# START OF Data excerpts

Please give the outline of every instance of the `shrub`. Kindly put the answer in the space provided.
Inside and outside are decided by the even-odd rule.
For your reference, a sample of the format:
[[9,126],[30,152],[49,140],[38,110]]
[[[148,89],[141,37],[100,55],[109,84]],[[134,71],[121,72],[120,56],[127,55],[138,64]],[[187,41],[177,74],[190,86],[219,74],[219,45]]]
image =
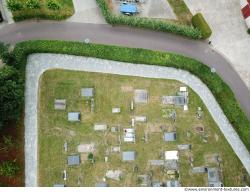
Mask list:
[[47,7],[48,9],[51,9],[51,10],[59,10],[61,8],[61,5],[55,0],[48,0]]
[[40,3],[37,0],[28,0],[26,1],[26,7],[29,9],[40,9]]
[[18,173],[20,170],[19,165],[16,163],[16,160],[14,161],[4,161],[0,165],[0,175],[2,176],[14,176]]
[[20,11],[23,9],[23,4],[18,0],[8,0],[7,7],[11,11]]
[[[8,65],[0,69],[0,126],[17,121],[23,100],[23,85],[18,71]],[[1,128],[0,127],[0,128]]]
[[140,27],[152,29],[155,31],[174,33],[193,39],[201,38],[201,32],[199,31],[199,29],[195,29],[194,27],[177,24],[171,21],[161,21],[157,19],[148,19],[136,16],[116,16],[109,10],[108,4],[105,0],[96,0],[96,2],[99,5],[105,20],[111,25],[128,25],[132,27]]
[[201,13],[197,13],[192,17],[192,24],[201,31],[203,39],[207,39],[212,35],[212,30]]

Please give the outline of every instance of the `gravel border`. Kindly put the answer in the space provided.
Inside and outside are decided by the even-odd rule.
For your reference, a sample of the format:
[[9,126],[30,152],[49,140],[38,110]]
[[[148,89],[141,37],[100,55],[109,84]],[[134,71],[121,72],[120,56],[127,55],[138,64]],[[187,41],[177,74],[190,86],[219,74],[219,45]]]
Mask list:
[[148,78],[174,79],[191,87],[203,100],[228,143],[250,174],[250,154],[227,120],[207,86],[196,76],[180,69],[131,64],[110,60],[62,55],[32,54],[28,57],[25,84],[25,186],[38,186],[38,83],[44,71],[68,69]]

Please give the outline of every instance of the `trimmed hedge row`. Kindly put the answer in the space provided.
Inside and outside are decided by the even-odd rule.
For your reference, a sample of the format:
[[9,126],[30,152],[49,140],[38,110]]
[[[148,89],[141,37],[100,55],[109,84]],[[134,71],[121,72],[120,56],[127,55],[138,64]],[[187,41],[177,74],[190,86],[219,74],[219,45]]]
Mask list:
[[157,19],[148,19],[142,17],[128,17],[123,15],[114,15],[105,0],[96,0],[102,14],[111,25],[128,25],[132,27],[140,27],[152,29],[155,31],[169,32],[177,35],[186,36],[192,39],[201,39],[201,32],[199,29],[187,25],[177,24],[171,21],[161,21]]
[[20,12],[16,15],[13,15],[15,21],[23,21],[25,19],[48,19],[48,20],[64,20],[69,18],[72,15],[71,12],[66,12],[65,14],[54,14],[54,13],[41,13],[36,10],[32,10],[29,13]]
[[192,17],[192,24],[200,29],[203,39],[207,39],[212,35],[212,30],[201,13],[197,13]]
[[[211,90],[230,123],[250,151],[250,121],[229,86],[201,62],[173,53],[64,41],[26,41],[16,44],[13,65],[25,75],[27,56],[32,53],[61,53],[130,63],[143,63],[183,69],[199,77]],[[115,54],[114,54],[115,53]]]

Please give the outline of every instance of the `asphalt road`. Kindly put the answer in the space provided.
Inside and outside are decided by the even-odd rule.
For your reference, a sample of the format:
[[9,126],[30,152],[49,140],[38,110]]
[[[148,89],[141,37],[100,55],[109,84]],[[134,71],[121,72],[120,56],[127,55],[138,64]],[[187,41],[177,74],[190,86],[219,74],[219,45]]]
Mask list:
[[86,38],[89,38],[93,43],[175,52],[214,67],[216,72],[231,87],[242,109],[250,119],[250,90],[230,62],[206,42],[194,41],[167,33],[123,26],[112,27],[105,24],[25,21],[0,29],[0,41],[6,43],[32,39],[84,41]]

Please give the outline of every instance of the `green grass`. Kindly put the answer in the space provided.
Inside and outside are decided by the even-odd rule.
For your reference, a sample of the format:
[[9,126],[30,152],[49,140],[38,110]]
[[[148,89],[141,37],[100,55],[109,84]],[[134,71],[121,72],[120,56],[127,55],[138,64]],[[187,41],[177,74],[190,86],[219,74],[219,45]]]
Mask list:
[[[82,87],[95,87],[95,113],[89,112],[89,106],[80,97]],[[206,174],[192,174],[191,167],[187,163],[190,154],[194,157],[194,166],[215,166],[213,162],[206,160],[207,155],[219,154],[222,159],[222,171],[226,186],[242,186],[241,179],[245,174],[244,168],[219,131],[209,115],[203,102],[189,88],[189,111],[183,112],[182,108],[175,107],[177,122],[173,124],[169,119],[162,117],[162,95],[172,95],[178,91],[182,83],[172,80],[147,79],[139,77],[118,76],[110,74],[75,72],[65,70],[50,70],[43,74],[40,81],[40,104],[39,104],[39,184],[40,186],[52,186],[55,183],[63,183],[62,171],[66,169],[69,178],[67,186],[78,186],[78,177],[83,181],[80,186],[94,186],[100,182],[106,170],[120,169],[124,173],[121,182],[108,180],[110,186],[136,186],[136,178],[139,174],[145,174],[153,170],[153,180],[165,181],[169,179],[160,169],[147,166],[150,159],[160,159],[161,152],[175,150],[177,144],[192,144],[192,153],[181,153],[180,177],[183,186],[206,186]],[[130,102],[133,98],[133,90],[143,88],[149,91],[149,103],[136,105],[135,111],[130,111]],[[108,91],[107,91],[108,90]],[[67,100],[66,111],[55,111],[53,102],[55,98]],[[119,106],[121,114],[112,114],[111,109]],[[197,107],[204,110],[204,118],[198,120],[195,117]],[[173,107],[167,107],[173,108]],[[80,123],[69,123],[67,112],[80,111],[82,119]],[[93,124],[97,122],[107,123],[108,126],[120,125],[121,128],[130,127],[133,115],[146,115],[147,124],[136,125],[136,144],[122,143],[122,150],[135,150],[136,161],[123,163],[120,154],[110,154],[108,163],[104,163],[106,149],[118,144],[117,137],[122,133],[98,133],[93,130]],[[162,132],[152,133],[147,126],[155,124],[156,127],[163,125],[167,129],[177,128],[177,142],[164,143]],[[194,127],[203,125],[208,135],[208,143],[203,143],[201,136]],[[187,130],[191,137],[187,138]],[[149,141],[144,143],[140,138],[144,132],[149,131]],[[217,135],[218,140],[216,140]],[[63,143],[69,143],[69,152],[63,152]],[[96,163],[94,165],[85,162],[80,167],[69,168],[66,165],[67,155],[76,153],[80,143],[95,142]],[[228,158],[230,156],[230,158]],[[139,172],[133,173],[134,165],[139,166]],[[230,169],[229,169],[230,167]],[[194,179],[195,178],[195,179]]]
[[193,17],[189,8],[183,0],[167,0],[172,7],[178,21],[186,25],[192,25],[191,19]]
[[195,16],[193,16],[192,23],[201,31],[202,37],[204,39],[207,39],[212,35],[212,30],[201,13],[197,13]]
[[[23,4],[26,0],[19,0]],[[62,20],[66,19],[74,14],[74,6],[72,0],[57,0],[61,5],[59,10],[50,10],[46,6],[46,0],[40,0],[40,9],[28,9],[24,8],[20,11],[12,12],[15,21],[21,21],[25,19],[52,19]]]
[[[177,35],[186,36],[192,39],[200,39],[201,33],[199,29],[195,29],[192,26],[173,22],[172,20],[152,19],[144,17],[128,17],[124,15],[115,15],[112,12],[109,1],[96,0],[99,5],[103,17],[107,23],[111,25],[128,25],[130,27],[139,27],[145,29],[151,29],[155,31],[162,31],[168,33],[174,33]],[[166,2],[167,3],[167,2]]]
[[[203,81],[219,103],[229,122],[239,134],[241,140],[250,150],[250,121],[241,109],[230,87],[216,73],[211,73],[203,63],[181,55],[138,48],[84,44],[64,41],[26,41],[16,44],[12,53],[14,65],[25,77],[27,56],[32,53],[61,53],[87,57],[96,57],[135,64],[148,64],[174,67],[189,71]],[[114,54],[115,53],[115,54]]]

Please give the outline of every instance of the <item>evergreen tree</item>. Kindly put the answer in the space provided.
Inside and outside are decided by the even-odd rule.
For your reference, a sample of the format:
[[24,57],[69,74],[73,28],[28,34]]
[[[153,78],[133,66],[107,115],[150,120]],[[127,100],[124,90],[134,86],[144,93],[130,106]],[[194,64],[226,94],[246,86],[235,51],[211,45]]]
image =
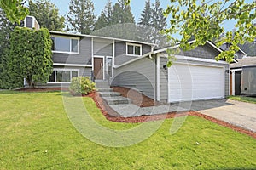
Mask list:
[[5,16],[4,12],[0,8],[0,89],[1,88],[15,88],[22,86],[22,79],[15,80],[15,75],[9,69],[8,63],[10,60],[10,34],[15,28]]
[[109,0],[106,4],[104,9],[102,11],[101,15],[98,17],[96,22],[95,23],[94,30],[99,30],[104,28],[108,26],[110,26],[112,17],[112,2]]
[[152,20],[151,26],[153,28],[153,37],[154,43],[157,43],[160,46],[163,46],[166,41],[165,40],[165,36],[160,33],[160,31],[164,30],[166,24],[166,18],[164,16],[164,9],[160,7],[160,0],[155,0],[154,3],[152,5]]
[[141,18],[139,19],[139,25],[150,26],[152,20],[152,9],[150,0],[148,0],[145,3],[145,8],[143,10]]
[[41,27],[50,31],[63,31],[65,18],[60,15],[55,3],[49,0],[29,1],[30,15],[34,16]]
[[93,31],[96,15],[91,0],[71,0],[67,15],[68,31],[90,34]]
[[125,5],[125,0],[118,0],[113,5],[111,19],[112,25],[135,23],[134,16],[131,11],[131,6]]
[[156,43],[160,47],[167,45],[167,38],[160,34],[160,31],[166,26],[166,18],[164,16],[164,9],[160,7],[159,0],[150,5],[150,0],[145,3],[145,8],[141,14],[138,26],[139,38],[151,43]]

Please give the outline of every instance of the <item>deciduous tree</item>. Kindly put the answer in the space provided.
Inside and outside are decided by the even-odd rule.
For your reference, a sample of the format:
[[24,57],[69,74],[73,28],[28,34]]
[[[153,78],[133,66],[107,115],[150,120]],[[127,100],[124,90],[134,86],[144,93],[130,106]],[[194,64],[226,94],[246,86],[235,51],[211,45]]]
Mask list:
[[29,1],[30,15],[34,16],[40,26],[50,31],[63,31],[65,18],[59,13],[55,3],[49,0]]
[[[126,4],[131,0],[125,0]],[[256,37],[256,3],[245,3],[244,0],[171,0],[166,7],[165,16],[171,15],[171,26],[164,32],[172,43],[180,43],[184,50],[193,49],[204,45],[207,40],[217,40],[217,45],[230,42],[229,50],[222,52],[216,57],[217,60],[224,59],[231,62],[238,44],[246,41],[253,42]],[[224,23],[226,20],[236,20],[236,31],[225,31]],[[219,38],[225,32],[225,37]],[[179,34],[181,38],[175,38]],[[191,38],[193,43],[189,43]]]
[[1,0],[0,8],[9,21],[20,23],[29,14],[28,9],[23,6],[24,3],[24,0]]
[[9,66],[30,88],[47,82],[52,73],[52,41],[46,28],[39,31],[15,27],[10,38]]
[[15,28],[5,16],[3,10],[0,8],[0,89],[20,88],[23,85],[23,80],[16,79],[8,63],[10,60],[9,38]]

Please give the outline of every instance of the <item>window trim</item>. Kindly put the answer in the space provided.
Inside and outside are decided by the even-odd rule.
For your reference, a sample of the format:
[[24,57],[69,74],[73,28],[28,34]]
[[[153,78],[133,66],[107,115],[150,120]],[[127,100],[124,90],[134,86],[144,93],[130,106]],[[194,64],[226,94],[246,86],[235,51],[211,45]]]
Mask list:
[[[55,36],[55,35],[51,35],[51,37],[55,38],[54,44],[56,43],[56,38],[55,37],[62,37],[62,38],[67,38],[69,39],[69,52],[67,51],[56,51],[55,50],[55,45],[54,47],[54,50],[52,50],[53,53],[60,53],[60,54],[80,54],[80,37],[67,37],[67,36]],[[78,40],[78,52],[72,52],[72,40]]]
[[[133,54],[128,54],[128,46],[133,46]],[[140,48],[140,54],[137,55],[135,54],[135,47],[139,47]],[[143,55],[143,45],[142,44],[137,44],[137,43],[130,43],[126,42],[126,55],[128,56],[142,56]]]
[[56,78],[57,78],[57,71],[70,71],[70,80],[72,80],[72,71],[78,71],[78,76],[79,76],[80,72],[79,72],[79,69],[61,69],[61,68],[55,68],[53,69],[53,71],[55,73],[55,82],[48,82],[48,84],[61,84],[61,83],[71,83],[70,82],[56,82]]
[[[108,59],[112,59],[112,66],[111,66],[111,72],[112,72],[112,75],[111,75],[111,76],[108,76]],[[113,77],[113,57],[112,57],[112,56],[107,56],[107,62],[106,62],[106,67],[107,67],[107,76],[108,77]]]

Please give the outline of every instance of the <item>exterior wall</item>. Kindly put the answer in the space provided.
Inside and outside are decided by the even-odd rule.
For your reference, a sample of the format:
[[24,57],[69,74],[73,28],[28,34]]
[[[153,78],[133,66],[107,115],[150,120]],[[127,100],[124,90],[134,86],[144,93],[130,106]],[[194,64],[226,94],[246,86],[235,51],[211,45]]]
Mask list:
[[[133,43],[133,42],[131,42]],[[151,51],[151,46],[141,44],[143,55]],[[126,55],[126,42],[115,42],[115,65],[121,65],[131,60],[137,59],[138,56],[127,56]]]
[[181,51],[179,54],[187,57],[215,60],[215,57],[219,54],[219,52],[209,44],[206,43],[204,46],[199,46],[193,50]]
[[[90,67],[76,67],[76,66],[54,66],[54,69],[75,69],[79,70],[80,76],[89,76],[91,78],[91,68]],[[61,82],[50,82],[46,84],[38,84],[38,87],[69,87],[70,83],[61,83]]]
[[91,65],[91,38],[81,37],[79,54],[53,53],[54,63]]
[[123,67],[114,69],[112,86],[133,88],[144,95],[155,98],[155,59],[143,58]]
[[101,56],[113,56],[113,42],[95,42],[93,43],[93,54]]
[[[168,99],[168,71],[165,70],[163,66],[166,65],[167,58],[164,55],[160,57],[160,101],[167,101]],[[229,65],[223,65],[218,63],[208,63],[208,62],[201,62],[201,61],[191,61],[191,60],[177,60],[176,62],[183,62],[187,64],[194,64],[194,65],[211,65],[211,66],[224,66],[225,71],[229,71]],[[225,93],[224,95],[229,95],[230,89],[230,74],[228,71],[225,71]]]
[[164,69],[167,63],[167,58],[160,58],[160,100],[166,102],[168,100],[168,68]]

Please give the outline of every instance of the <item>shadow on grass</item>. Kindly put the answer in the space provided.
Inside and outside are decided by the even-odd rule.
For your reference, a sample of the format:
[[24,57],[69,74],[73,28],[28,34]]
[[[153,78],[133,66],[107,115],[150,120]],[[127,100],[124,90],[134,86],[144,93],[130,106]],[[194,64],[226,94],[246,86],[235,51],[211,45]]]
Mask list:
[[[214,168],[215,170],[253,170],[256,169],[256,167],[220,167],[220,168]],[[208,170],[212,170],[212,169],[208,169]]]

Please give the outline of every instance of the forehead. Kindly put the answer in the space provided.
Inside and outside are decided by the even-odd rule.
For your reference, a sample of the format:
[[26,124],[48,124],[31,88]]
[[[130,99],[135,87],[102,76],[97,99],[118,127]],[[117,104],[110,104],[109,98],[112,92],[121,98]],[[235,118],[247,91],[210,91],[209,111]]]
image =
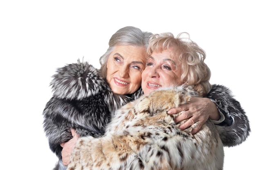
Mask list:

# END OF Data excerpts

- Your goal
Format the record lines from the line with "Please give the outline of every instance of the forehead." to the line with "[[26,124],[48,124],[31,88]]", both included, as a Markdown table with the columns No. and Line. Number each row and leave out blank lines.

- Expected answer
| No. | Line |
|---|---|
| 1 | Please give the outline of every instance of the forehead. Kindly put the answer in the space provided. |
| 2 | Inside and outside are decided by the even-odd rule. |
| 3 | For your reference, a sample of the format: |
| 4 | [[26,124],[48,124],[31,88]] |